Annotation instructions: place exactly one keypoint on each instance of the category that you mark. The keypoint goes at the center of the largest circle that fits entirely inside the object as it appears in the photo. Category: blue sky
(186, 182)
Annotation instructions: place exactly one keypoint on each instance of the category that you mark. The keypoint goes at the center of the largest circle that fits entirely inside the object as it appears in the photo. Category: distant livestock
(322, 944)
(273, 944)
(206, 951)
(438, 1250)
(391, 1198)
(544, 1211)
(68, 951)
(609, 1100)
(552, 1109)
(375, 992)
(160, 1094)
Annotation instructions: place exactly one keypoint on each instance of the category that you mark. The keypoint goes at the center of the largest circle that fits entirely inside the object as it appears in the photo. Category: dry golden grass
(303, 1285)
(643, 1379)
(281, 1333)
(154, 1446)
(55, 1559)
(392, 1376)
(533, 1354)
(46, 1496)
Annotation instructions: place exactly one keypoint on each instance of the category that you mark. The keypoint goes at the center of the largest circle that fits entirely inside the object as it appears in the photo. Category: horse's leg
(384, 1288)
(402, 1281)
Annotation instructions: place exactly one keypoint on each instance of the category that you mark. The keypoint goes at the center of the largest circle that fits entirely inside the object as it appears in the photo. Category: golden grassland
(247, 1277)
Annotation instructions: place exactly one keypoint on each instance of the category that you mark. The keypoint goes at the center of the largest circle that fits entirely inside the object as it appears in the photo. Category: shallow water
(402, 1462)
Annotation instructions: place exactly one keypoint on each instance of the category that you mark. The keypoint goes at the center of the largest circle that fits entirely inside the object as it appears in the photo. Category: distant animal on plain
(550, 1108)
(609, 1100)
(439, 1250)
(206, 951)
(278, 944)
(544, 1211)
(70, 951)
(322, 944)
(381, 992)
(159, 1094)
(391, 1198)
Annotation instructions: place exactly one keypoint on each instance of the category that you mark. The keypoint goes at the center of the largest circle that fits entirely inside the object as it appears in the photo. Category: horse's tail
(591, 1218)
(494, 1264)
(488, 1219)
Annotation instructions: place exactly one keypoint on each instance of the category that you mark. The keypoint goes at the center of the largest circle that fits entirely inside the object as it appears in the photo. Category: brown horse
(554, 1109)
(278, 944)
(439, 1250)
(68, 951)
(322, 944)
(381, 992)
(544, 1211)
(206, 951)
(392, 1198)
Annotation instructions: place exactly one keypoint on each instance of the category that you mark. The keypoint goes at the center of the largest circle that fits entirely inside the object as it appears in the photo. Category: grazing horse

★ ★ ★ ★ ★ ★ ★

Exercise aim:
Retype the listing above in full, with no alterations.

Correct result:
Annotation instructions: place exactly one keypoint on each instance of the category that you mark. The keypoint goes at the center of the largest circle that fits entirely inside the object as it appears in the photo. Category: blue sky
(186, 182)
Annotation instructions: place exactly one keypoint on each instance of the category that you mark. The keypoint goes at the center of the largest circle that fits entirely inside the object as it appears in the photo. Category: distant livestock
(322, 944)
(273, 944)
(206, 951)
(438, 1250)
(391, 1198)
(544, 1211)
(68, 951)
(609, 1100)
(552, 1109)
(375, 992)
(160, 1094)
Annotation instructions: place exactly one keypoint on each instance of the category that you mark. The keypoint goes at the center of the largest circle that fits entirely inside the object as it appears in the photo. Category: dry golden grass
(303, 1285)
(643, 1379)
(281, 1333)
(154, 1446)
(55, 1559)
(392, 1376)
(533, 1354)
(46, 1496)
Annotation instructions: place exactly one keypoint on each instance of the category that you mark. The keypoint goes at the center of the largest circle that fits entirely inside the object as it appears in the photo. Category: horse's leg
(384, 1288)
(402, 1281)
Annotation instructions: place exactly one keypoint on each instance of the category that you mark. The keypoint goes at the center of the largest circle that fits entirely inside the object as it appears in the photo. Category: golden grassland
(247, 1277)
Annotation instructions: place exactly one keypoint on each instance of the category that you mark. The keypoint goes at the center of the largest circle that fits entirely inside the object as it appears in the photo. Category: shallow water
(402, 1462)
Annotation instructions: place exactly one keypoint on each instance of the category that you mark. The keypoint goes at the center of the largest circle that fits entirely inside the object as it appears in the photo. Category: distant animal on plain
(550, 1108)
(609, 1100)
(439, 1250)
(206, 951)
(278, 944)
(544, 1211)
(70, 951)
(322, 944)
(381, 992)
(159, 1094)
(391, 1198)
Annotation instructions: place exactly one keypoint on each instance of the category that you mark. The keypoint goes at the center of the largest circle that fits entirely inside the object as it appears in the photo. Category: horse's tail
(591, 1218)
(494, 1264)
(488, 1219)
Annotation instructions: place exactly one keypoint on each instance of the category that you mark. The keypoint goes at the center of the largest circle that fits entirely inside the object as it appears in the photo. Category: brown horse
(554, 1109)
(278, 944)
(439, 1250)
(68, 951)
(322, 944)
(381, 992)
(544, 1211)
(206, 951)
(392, 1198)
Annotation instructions: place exactly one keypoint on each instance of the category that you mark. The keypoint goes at the center of the largest circle that fits entirely inside the object as it appears in the photo. Category: grazing horse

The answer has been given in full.